**Text shown**.
___

Thursday 16 August 2012

Geeking about with wordcloud...


People may be wondering why I've been geeking about with Wordcloud.

I actually do have  a rational reason - information presentation. Research paper titles are sometime wonderfully opaque and the keywords are sometimes not much better.

People also don't have a lot of time to read lots of abstracts.

So I thought, why not generate a wordcloud on the paper and store it just in the same way that we might store an image thumbnail.

Doing this is actually more complex that it might be.

First of all, as my Gawain experiment showed you really need a discipline specific stopwords file. What they should be I don't know but feeding a whole lot of research papers on a particular topic and doing a frequency count should help generate a set of common terms discipline specific terms that are essentially 'noise'. The human eyeball would also need to play a part - if you have a set of papers on primatology for example you don't want the term 'baboon' to end up in the noise file just because it's common.

Equally you need to be able to classify papers in some way. Going back to my baboon paper, is a paper on changes in foraging behaviour in baboon troops as a result of drought ethology, ecology  or climate science?

Hence the idea behind topic modelling and the 'fridge poetry' output - my idea is to do something like the following:

Feed the text of a research paper through topic modelling software. Compare the results with discipline specific lists that you made earlier by feeding a whole set of papers sorted by discipline though the same software. This should give you some measure of 'likeness', and allow you to allocate it to no more than three fields of research.

___

**Study material**.
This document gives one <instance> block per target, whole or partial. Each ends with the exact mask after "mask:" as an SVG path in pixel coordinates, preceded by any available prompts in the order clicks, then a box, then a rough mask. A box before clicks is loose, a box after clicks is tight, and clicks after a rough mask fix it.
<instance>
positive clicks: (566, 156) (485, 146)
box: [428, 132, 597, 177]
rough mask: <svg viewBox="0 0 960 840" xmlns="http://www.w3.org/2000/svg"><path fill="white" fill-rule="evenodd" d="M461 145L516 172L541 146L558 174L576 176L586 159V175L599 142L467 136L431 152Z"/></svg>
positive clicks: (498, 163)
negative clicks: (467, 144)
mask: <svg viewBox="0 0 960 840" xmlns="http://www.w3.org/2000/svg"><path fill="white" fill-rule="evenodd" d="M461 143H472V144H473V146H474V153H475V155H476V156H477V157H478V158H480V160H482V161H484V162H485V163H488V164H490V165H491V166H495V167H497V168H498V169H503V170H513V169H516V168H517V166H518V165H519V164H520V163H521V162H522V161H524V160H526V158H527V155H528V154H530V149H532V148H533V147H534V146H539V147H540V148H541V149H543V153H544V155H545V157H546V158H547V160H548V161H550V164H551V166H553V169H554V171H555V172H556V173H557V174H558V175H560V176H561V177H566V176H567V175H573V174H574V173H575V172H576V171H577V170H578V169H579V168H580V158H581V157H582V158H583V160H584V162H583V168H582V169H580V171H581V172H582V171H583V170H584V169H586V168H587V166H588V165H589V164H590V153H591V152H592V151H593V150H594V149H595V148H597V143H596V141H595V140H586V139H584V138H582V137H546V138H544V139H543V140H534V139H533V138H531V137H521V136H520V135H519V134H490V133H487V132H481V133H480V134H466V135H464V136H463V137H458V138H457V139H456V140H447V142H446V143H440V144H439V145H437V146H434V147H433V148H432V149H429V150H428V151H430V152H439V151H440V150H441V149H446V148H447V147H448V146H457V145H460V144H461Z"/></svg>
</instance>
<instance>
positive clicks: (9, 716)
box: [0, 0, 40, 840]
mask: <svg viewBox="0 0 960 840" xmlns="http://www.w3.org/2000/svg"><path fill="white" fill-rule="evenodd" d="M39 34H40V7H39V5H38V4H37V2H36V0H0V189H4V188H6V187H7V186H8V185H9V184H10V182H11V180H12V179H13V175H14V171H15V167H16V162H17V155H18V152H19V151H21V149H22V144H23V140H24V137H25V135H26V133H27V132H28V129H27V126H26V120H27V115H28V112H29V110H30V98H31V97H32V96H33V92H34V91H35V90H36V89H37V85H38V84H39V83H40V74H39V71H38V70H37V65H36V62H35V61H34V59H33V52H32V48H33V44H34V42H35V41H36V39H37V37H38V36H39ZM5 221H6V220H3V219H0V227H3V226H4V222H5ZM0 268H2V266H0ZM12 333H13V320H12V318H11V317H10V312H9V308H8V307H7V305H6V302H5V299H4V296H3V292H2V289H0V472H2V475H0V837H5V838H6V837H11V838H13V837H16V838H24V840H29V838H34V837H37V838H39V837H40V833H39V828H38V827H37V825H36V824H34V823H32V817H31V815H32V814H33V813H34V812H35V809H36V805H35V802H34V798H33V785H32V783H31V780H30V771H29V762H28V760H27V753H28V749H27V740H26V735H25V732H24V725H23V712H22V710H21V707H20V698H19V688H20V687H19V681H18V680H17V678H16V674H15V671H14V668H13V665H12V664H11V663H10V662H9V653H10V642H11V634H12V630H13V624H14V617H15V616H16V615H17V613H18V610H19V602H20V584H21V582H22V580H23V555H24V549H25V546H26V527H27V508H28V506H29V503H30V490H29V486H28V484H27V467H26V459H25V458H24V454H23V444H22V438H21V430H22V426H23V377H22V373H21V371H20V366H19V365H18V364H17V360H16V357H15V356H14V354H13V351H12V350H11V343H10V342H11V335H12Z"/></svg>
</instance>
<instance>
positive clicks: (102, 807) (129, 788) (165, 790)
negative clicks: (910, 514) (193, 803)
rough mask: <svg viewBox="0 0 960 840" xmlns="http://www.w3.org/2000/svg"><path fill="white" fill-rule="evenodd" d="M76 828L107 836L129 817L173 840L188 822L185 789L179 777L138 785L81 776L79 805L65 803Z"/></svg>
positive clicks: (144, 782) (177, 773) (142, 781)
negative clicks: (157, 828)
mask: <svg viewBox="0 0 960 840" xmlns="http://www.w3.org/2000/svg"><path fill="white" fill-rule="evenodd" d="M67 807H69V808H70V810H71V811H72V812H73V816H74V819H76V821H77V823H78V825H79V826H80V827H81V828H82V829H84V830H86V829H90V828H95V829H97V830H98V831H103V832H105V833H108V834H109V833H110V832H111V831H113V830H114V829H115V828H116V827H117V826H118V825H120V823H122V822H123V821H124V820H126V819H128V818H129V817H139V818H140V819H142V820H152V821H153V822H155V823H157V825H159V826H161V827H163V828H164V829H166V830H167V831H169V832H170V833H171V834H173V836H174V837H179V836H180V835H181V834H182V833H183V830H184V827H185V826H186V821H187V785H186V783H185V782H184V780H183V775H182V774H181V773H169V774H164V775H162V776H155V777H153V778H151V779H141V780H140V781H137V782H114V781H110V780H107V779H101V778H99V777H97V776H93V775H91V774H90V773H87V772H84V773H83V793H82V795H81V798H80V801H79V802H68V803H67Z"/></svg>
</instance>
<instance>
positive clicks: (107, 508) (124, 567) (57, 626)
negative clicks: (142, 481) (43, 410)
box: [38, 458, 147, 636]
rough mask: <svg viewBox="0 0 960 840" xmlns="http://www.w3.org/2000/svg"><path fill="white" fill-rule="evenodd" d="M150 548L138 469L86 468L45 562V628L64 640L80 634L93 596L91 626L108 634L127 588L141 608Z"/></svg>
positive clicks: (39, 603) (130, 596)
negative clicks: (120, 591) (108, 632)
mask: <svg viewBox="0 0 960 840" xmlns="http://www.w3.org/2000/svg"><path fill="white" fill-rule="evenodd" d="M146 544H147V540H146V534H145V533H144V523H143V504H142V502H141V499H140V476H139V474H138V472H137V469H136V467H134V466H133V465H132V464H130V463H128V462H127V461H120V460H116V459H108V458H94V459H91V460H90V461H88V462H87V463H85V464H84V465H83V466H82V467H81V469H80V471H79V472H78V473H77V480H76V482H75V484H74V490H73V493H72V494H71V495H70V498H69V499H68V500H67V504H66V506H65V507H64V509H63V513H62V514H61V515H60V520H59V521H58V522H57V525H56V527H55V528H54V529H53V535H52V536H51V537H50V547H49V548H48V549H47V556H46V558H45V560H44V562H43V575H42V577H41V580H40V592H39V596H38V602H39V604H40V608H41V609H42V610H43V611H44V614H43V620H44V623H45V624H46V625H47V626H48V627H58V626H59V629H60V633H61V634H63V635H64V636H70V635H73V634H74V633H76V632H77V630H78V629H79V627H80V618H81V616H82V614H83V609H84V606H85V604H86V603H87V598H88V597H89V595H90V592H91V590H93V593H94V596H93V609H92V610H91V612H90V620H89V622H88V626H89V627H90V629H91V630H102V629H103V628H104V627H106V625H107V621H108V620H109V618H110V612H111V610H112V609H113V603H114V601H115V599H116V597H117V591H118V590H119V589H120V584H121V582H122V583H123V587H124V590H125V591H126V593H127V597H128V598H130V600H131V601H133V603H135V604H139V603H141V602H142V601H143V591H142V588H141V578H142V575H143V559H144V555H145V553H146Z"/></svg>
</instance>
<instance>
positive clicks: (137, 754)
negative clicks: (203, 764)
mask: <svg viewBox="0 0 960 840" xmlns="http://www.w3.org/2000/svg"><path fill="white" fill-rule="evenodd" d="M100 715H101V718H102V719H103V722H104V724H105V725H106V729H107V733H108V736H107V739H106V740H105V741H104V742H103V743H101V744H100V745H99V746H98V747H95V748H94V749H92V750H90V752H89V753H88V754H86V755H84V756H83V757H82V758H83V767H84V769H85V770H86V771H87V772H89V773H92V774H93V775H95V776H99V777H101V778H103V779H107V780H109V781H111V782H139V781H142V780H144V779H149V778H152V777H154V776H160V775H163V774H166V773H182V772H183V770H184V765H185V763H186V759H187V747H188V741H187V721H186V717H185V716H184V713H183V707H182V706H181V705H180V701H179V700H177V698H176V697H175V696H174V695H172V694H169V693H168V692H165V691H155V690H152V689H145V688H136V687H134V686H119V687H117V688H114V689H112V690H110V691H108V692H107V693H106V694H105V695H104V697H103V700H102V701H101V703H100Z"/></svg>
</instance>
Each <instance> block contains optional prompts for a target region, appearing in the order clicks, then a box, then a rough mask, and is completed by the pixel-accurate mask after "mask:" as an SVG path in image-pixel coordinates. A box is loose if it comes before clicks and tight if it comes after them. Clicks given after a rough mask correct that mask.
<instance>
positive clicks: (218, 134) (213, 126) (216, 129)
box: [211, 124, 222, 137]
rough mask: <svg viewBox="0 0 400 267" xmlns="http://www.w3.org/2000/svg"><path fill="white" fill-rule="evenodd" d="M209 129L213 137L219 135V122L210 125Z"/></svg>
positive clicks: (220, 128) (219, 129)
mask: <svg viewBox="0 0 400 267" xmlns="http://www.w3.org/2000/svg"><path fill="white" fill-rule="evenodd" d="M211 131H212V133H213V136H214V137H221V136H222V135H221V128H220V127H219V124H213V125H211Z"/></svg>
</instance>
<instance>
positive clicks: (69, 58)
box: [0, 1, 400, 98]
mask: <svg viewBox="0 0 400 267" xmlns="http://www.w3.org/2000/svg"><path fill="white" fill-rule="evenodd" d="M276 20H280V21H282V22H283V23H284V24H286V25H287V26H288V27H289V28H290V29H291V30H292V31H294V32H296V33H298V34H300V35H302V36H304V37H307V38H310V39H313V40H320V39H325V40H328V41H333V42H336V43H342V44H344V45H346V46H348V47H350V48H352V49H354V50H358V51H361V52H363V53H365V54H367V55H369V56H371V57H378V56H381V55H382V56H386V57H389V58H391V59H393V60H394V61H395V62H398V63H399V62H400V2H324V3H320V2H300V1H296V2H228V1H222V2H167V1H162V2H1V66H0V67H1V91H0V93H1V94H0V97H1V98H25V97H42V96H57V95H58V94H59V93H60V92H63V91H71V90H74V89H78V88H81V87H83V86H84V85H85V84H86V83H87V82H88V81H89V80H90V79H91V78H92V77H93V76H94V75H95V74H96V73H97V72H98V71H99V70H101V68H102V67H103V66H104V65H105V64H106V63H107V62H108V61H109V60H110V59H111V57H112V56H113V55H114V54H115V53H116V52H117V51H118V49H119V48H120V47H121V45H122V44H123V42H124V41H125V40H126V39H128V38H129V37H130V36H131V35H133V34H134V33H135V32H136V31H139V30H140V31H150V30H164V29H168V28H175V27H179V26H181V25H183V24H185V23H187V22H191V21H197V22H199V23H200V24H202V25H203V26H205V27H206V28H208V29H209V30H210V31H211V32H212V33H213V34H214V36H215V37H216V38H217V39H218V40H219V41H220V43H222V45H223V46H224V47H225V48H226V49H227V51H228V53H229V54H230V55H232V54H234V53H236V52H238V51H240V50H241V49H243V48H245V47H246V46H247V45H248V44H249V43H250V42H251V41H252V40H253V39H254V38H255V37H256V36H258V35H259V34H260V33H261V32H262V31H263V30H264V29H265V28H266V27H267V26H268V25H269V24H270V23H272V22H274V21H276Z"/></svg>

___

**Tasks and exercises**.
• A. Answer these from the wordcloud post:
(i) In the same way as what does the writer suggest storing a wordcloud of a paper?
(ii) Which term is given as one that should not end up in the noise file for a set of primatology papers?
(iii) To at most how many fields of research should a paper be allocated?
• B. Transcribe the wordcloud post, beginning at the words "Geeking about with wordcloud..." and stopping after the words "it might be.".
The lines have no connection to the wordcloud post.

**Task-by-task answers**.
• A.
(i) An image thumbnail.
(ii) 'baboon'
(iii) Three.

• B.
Geeking about with wordcloud...


People may be wondering why I've been geeking about with Wordcloud.

I actually do have  a rational reason - information presentation. Research paper titles are sometime wonderfully opaque and the keywords are sometimes not much better.

People also don't have a lot of time to read lots of abstracts.

So I thought, why not generate a wordcloud on the paper and store it just in the same way that we might store an image thumbnail.

Doing this is actually more complex that it might be.